Natural-language object grounding data

[Start of Attachment]

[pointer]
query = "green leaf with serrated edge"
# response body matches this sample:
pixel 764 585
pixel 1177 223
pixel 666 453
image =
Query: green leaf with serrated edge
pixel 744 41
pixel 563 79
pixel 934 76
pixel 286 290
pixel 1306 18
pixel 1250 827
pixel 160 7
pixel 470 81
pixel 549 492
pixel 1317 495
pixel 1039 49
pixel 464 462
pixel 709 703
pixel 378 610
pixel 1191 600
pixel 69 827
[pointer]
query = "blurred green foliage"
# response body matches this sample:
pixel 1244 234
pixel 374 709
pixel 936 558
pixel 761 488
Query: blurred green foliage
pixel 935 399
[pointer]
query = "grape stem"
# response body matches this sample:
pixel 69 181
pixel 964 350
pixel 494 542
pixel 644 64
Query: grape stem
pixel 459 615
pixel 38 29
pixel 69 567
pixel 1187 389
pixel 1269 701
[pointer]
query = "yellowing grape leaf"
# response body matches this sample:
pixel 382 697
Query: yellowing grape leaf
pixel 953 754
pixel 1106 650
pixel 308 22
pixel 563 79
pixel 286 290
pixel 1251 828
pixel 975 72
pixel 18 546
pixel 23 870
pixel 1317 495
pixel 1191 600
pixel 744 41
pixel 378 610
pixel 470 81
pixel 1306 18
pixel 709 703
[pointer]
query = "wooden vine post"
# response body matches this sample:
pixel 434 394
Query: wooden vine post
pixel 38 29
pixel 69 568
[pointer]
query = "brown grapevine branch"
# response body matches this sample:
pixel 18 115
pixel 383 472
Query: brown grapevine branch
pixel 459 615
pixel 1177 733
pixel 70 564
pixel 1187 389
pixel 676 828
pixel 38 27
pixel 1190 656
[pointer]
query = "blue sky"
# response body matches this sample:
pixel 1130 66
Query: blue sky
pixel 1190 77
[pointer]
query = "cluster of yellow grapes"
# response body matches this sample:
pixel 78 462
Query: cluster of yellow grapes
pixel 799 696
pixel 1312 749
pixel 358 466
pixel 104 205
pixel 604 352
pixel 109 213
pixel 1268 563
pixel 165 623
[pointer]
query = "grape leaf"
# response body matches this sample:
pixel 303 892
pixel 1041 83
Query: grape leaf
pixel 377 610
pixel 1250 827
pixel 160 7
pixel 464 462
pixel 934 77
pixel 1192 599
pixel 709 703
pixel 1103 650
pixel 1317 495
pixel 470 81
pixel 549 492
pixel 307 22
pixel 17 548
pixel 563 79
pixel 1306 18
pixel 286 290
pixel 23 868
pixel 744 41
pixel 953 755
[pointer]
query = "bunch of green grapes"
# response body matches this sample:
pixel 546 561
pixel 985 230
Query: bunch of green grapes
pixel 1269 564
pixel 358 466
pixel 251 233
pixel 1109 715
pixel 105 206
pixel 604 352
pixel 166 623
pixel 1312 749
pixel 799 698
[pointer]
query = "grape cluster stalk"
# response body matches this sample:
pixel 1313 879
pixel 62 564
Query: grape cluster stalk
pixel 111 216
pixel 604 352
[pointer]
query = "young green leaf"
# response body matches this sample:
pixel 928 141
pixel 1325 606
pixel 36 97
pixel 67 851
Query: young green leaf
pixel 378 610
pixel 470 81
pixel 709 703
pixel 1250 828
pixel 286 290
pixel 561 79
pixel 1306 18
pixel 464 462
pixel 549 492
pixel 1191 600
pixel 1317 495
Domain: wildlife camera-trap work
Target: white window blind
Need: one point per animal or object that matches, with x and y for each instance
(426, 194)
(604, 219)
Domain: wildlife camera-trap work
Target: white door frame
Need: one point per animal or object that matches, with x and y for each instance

[End of Attachment]

- PROBLEM TO WORK ON -
Nothing should be dropped or changed, so repeat all of the entries exactly.

- TASK RESULT -
[pointer]
query = "green leaf with serrated edge"
# response body matches this sample:
pixel 764 585
pixel 1177 223
pixel 666 453
image =
Query: green leaf with serrated edge
pixel 744 41
pixel 563 79
pixel 934 76
pixel 286 290
pixel 1306 18
pixel 1250 827
pixel 160 7
pixel 470 81
pixel 549 492
pixel 1317 495
pixel 1039 49
pixel 464 462
pixel 709 703
pixel 378 610
pixel 1191 600
pixel 69 827
[pointer]
query = "blurred green foliage"
# response body matches this sample:
pixel 1244 234
pixel 374 709
pixel 936 558
pixel 761 488
Query: blurred green foliage
pixel 935 399
[pointer]
query = "grape stem"
# response body matches this sample:
pixel 69 181
pixel 964 350
pixel 494 542
pixel 644 64
Query: grape stem
pixel 459 615
pixel 38 29
pixel 69 567
pixel 1187 389
pixel 1269 701
[pointer]
query = "yellowing grape leaf"
# response body matches this sample:
pixel 382 697
Query: yellowing grape leaf
pixel 953 754
pixel 1106 650
pixel 308 22
pixel 563 79
pixel 286 290
pixel 1251 828
pixel 975 72
pixel 18 546
pixel 23 870
pixel 1317 495
pixel 1191 600
pixel 744 41
pixel 378 610
pixel 470 81
pixel 1306 18
pixel 709 703
[pointer]
query = "wooden vine post"
# response body matches this sample:
pixel 434 394
Query: wooden vine post
pixel 38 29
pixel 69 568
[pointer]
query = "brown grapevine branch"
# response body matches this sample:
pixel 18 115
pixel 383 472
Query: brown grapevine branch
pixel 459 615
pixel 1177 733
pixel 70 564
pixel 1187 389
pixel 676 828
pixel 38 27
pixel 1190 656
[pointer]
query = "blue sky"
# response body matches this sample:
pixel 1130 66
Query: blue sky
pixel 1190 77
[pointer]
query = "cluster of yellow grapes"
# response body matches this sample:
pixel 78 462
Query: cluster of yellow grapes
pixel 799 696
pixel 1312 749
pixel 358 466
pixel 104 205
pixel 604 352
pixel 109 213
pixel 1268 563
pixel 165 623
[pointer]
query = "grape leaf"
# response body matches this sample:
pixel 303 892
pixel 1041 83
Query: grape leaf
pixel 377 610
pixel 1250 827
pixel 160 7
pixel 464 462
pixel 934 77
pixel 1192 599
pixel 709 703
pixel 1103 650
pixel 1317 495
pixel 470 81
pixel 549 492
pixel 307 22
pixel 17 548
pixel 563 79
pixel 1306 18
pixel 286 290
pixel 23 868
pixel 744 41
pixel 953 755
[pointer]
query = "bunch of green grapes"
# response body matches this sample:
pixel 546 561
pixel 985 230
Query: bunch of green grapes
pixel 1269 564
pixel 358 466
pixel 251 233
pixel 1109 715
pixel 105 206
pixel 604 352
pixel 166 623
pixel 1312 749
pixel 799 698
[pointer]
query = "grape cluster stalk"
# response body matches this sample:
pixel 1313 879
pixel 62 564
Query: grape cluster stalk
pixel 111 216
pixel 604 352
[pointer]
query = "young green leaf"
# response body matches this sample:
pixel 928 141
pixel 1325 606
pixel 36 97
pixel 67 851
Query: young green leaf
pixel 378 610
pixel 470 81
pixel 709 703
pixel 1250 828
pixel 286 290
pixel 561 79
pixel 1306 18
pixel 464 462
pixel 549 492
pixel 1191 600
pixel 1317 495
Domain: wildlife camera-trap work
Target: white window blind
Need: one point per animal or object that matches, with x and y for each instance
(426, 194)
(604, 219)
Domain: wildlife camera-trap work
Target: white door frame
Need: one point per animal or object that matches, with x and y for each instance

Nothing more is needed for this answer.